BEGIN ENTRIES SHOWN

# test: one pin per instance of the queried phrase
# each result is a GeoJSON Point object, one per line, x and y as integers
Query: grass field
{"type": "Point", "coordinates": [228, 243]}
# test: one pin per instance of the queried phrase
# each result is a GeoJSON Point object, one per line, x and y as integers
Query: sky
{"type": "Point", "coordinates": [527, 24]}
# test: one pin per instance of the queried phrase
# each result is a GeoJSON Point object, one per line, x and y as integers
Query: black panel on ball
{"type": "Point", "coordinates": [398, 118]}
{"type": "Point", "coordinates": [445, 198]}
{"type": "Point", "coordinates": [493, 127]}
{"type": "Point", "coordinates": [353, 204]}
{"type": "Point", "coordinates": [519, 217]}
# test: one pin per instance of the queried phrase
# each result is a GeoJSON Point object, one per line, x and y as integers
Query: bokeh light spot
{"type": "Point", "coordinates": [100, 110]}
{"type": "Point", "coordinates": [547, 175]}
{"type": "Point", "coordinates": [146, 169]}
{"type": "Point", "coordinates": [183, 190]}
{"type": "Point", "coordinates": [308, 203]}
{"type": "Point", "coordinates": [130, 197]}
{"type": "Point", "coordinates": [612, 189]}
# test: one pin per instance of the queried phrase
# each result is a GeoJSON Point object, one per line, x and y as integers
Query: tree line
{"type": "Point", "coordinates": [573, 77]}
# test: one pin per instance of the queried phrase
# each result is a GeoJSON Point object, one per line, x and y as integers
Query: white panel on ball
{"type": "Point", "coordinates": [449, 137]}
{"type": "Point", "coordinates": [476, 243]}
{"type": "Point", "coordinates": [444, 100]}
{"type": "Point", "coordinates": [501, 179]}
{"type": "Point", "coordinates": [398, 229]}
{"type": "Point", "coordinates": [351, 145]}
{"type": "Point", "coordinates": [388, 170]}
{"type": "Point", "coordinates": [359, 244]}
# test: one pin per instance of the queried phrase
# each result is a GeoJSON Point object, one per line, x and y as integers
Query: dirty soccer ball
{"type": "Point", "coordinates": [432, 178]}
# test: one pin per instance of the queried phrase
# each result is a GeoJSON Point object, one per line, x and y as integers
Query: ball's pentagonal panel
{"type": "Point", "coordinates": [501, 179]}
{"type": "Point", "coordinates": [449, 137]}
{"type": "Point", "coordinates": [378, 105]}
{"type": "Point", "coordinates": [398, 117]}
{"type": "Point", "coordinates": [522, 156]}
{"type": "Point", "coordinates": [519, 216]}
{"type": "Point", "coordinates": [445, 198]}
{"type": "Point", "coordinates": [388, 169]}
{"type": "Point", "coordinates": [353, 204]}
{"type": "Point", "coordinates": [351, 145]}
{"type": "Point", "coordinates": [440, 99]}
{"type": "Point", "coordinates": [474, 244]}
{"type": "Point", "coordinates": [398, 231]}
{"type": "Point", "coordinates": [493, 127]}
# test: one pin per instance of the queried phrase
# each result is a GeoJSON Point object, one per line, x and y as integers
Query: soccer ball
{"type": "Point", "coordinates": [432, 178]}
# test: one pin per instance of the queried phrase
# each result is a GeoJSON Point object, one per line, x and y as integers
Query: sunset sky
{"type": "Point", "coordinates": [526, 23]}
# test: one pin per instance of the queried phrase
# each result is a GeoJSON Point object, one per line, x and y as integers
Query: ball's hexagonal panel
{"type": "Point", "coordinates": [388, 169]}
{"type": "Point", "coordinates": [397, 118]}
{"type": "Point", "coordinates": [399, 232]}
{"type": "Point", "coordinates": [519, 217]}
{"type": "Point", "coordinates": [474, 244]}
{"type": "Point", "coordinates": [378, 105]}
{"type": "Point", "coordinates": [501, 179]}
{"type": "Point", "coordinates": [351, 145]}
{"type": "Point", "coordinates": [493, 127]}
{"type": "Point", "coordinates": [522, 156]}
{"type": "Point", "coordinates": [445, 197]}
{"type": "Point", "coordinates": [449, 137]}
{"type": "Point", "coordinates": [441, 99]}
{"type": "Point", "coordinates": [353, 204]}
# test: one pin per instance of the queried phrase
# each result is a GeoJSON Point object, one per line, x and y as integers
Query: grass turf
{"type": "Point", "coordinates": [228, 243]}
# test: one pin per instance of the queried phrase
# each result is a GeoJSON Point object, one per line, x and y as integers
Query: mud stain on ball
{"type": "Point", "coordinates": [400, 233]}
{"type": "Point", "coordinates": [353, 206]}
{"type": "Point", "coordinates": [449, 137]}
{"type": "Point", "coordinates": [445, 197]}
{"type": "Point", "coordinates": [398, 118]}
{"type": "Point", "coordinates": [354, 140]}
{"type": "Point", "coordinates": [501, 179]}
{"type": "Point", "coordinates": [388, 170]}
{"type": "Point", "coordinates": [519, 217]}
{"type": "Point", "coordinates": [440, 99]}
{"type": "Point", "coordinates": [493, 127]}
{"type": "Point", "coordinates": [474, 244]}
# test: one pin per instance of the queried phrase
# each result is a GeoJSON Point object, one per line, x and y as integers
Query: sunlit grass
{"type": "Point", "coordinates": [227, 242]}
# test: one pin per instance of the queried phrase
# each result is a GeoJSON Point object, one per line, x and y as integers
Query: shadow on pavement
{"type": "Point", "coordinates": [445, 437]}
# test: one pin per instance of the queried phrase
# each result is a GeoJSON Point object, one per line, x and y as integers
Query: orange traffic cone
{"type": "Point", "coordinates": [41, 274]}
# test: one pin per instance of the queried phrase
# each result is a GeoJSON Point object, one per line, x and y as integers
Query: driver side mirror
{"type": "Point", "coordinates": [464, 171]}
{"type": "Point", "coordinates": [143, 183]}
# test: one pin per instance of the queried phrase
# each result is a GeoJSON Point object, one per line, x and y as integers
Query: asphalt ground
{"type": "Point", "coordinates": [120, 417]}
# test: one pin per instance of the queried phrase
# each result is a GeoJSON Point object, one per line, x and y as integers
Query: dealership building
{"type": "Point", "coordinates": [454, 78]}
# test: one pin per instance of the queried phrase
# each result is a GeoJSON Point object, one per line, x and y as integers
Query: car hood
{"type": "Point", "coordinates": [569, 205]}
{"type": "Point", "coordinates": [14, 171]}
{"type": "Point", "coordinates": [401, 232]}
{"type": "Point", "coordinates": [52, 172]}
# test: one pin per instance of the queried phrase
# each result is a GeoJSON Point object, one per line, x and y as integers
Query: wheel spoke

END ENTRIES SHOWN

Please show every line of the records above that contains the word "panel", matching case exactly.

• **TASK SOLUTION**
Query: black panel on ball
Query: white panel on ball
Query: ball's pentagonal panel
Query: ball's hexagonal panel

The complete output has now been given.